→ Provided entries:
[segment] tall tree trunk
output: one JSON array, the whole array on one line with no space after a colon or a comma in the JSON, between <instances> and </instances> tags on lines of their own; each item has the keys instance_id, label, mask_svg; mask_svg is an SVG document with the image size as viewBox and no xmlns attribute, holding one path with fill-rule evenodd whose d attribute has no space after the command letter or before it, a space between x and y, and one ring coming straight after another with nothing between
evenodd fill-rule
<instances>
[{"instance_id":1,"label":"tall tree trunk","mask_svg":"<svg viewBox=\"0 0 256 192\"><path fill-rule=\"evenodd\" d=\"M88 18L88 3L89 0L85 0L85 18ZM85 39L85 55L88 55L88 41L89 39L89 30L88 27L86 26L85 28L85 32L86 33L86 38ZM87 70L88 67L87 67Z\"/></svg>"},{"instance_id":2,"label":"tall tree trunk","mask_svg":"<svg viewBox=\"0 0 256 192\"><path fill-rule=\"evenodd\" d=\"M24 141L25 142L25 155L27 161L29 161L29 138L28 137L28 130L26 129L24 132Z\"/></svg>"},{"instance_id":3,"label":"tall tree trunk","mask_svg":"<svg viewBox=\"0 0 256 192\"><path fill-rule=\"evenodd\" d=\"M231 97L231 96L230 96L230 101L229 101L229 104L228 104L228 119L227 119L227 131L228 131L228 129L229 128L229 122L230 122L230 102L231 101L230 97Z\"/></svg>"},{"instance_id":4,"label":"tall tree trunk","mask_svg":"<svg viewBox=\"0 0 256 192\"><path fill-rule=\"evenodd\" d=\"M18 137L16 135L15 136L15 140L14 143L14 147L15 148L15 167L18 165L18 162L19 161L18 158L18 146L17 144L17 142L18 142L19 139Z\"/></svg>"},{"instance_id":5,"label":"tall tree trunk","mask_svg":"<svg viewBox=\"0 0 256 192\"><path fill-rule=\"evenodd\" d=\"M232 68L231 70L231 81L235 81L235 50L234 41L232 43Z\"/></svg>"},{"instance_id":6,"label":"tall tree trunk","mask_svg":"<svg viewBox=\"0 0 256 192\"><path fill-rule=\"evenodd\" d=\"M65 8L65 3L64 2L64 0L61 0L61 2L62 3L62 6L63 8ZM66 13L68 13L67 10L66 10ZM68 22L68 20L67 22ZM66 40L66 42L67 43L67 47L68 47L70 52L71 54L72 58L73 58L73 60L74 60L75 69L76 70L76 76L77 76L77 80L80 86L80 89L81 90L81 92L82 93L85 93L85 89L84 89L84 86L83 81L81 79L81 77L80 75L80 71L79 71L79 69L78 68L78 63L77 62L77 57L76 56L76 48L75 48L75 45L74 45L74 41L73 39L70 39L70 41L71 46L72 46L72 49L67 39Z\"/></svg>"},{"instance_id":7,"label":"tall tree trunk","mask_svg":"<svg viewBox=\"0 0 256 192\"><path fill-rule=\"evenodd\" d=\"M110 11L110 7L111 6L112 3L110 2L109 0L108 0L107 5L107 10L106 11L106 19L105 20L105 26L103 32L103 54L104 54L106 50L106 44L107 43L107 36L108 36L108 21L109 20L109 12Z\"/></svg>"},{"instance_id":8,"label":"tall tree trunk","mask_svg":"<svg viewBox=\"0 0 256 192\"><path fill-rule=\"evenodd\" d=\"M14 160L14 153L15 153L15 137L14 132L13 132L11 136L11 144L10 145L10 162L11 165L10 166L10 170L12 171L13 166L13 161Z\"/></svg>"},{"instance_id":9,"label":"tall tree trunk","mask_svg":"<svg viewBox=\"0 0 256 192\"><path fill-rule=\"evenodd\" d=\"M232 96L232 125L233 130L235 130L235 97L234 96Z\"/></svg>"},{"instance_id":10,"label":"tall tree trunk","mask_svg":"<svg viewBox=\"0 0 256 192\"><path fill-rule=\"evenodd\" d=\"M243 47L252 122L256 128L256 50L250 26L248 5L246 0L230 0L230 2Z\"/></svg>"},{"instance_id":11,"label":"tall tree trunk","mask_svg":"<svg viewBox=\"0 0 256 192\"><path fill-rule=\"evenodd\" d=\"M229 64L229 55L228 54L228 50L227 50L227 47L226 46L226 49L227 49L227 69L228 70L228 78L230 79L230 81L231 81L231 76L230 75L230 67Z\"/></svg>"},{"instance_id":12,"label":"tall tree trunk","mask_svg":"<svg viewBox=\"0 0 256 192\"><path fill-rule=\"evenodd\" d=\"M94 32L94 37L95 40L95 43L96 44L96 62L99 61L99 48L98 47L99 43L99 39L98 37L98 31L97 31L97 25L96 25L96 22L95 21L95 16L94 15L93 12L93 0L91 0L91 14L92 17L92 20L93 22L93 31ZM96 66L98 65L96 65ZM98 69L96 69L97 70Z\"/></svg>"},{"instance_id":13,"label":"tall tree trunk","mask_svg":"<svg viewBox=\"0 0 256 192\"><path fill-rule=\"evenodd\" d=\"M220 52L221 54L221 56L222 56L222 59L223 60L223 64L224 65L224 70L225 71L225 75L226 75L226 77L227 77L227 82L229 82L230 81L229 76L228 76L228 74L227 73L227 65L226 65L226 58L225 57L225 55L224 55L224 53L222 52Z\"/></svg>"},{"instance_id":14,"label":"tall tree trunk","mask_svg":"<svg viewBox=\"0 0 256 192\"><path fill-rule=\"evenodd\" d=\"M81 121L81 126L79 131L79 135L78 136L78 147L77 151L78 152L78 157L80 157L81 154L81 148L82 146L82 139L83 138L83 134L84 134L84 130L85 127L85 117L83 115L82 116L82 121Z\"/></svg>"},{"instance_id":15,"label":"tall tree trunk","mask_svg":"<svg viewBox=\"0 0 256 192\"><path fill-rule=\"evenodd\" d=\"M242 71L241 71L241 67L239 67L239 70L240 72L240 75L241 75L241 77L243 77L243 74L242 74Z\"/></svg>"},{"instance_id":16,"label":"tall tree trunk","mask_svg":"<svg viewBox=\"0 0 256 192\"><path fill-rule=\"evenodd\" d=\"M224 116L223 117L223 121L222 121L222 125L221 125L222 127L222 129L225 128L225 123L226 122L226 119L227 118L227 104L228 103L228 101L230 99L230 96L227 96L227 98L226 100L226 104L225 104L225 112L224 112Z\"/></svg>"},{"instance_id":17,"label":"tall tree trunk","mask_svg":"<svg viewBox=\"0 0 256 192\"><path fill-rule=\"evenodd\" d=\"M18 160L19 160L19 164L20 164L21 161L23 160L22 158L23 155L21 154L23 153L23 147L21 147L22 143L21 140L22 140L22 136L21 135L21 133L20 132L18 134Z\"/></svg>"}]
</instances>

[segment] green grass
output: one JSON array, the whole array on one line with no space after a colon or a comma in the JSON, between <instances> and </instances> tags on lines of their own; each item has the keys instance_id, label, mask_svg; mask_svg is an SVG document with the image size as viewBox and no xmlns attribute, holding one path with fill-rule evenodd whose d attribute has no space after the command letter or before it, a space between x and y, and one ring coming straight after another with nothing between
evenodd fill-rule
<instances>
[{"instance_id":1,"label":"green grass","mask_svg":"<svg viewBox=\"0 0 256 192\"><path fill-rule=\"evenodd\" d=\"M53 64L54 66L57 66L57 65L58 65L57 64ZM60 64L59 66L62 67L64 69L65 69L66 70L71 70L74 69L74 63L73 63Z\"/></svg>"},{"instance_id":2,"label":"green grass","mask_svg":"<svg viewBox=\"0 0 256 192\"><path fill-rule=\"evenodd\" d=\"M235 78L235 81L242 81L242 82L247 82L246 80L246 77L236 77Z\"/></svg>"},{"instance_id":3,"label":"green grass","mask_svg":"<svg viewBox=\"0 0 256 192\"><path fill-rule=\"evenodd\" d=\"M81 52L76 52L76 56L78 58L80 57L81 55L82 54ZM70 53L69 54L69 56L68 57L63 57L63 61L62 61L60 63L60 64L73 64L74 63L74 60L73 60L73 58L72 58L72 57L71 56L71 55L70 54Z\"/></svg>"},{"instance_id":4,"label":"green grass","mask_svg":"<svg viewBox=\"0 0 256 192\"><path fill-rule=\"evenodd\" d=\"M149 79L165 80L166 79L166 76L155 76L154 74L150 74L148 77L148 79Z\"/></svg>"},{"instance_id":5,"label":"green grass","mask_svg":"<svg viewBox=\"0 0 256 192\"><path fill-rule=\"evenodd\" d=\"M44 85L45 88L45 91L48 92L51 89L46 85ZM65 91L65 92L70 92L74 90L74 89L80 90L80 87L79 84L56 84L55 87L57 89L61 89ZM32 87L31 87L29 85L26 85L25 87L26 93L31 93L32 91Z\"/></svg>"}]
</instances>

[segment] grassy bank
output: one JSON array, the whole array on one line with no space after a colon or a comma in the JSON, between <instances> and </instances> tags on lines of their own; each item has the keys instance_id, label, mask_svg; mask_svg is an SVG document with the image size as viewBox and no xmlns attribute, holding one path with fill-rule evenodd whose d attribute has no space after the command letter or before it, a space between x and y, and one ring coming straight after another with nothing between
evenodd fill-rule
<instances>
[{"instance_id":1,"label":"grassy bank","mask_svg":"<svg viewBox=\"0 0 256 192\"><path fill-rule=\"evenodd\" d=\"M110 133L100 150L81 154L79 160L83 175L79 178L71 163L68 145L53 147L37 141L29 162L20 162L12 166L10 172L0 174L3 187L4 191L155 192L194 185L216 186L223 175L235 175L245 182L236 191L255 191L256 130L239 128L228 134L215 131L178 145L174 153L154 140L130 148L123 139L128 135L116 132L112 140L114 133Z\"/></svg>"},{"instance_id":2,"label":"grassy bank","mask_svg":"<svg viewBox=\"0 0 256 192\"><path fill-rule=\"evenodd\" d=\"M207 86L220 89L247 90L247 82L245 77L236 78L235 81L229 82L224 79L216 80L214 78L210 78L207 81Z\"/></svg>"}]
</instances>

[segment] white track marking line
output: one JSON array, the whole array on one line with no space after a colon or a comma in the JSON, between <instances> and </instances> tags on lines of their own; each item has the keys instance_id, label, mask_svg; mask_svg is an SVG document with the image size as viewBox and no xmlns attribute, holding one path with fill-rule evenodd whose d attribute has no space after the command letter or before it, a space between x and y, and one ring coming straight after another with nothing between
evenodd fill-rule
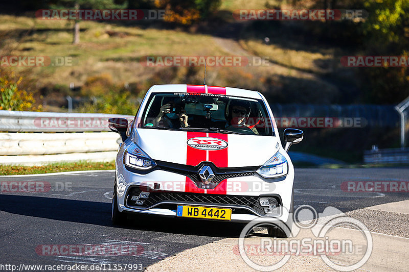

→ Problem requirements: In the records above, find the line with "[segment] white track marking line" and copy from it through the last line exactly, without the pictures.

→ The completed task:
[segment] white track marking line
output: one JSON array, the whole array on one line with no space after a colon or a comma in the JSON, between <instances> and </instances> tags on lines of their own; each item has the keys instance_id, label, mask_svg; mask_svg is an SVG document with the image size as viewBox and no xmlns attribute, holding one path with fill-rule evenodd whose d attribute has no space after the command letter or before it, a space between x and y, and one ring coming straight after another with nothing between
evenodd fill-rule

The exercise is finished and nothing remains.